SOURCE DOCUMENT »
########

With passenger traffic down 98 per cent, Singapore Airlines reported a net loss of S$142 million (US$106 million) in three months ending December 2020.

Although an improvement from the record $2.3 billion (US$1.7 billion) loss in the second quarter of 2020, the October-December results are a stark contrast to the S$315 million (US$236 million) net profit during the same period a year before.

SIA’s passenger flights were hit the hardest as a result of travel restrictions, with only one in seven seats filled, down 71.3 per cent. Cargo volume also slid by 36 per cent year-on-year. Overall, it reported revenues of S$1.06 billion, down 76.1 per cent year-on-year. 

The Star Alliance carrier attributed the quarter-on-quarter improvement to stronger cargo performance and a gradual resumption of services across its network. It flew to 38 destinations by the end of December 2020, seven more than the previous quarter.

########

DATA RECORDS »
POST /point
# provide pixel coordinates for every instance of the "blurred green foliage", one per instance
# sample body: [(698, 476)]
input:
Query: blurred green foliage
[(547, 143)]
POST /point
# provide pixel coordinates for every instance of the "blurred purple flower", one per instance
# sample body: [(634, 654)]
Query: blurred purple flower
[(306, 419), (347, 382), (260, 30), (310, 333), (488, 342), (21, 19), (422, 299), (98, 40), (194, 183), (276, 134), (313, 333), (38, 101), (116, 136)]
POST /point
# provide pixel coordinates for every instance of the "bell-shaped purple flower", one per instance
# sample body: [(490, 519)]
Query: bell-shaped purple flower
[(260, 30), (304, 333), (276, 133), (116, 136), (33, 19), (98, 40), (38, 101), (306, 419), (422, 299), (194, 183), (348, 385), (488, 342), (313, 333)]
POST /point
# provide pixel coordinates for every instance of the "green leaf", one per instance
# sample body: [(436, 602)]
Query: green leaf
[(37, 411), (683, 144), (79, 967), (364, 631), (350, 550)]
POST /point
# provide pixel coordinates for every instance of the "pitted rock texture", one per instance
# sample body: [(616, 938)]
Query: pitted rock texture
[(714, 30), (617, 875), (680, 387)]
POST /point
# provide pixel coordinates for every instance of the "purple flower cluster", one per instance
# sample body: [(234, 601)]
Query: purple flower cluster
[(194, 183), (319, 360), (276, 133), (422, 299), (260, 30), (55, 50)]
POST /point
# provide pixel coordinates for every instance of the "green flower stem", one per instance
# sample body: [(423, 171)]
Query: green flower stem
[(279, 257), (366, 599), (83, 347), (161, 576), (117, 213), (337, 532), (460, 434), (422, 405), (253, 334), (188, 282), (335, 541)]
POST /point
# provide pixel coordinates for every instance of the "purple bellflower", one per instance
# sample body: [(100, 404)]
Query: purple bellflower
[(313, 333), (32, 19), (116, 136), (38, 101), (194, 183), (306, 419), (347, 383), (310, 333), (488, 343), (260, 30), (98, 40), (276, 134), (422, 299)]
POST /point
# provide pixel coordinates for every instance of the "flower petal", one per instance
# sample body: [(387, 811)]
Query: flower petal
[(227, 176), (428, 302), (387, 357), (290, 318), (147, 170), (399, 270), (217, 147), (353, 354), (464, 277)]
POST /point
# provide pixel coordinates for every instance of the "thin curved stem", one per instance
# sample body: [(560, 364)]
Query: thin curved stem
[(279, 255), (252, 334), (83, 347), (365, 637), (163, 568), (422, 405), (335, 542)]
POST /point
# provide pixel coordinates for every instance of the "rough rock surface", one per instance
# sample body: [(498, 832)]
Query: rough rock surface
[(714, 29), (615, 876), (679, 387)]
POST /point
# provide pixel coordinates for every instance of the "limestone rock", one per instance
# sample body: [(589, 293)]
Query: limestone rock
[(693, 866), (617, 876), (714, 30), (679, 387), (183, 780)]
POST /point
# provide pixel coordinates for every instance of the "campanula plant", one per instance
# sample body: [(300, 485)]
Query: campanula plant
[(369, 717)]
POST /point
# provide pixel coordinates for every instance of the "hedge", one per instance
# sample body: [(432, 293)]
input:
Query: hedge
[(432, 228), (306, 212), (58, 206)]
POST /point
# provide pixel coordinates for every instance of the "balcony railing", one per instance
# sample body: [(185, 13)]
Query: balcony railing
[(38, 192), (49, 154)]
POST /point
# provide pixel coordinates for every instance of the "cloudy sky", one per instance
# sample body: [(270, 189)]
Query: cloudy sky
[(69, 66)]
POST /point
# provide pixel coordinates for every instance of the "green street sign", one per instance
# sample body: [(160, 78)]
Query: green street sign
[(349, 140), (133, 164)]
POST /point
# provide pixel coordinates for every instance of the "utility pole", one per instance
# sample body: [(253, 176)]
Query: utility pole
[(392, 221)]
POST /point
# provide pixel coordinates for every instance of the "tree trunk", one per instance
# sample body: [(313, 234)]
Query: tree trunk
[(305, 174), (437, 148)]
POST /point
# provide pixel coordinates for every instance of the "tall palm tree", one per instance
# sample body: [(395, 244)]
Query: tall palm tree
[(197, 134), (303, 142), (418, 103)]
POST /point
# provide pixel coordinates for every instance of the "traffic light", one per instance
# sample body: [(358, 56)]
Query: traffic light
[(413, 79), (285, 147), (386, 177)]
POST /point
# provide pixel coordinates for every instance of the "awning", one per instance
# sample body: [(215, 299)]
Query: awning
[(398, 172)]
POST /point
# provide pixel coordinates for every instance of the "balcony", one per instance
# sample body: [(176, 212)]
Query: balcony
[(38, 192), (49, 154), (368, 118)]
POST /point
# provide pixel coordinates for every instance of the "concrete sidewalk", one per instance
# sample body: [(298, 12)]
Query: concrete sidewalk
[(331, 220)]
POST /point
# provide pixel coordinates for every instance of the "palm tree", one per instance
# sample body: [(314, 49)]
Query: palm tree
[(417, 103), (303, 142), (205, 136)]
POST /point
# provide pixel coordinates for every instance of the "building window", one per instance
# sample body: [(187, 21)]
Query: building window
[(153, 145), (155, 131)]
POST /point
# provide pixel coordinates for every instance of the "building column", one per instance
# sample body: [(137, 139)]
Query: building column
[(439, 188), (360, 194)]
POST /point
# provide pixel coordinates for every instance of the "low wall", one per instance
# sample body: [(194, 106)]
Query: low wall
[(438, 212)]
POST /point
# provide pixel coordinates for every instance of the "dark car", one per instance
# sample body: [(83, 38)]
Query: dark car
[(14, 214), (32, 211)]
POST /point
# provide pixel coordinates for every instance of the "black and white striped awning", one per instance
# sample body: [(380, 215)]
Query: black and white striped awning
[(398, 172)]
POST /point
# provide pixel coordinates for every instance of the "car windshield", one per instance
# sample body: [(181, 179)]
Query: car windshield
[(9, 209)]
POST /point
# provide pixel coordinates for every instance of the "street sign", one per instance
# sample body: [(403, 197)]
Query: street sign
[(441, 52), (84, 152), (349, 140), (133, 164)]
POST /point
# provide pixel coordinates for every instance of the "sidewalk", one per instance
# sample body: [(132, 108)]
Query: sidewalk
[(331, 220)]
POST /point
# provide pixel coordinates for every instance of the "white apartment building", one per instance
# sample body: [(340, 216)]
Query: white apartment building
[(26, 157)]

########

WHAT TO WORK ON »
1 > Using the Singapore Airlines results report, mark each statement yes or no and quote the words that decide it.
(a) Singapore Airlines reported a net loss of S$142 million for the three months ending December 2020.
(b) Cargo volume rose year-on-year.
(c) By the end of December 2020, the airline flew to 38 destinations.
2 > Carry on the report on Singapore Airlines' quarterly results, starting after its last sentence.
The data is separate from the text on Singapore Airlines' quarterly results.

ANSWERS TO THE PROBLEMS »
1 >
(a) Yes: "Singapore Airlines reported a net loss of S$142 million (US$106 million) in three months ending December 2020."
(b) No: "Cargo volume also slid by 36 per cent year-on-year."
(c) Yes: "It flew to 38 destinations by the end of December 2020, seven more than the previous quarter."

2 >
“In response to the continued strong demand for pharmaceutical and e-commerce shipments, and an uptick in general cargo demand, SIA added capacity by stepping up the frequency of passenger aircraft operating cargo-only flights and through the resumption of more passenger services,” said the airline in a filing to investors. “The utilisation of the freighter fleet was also maximised to deliver more cargo capacity.”

SIA projects that by the end of April 2021, passenger capacity will reach 25 per cent of pre-pandemic levels. The airline plans to serve nearly half of its destinations from before the crisis.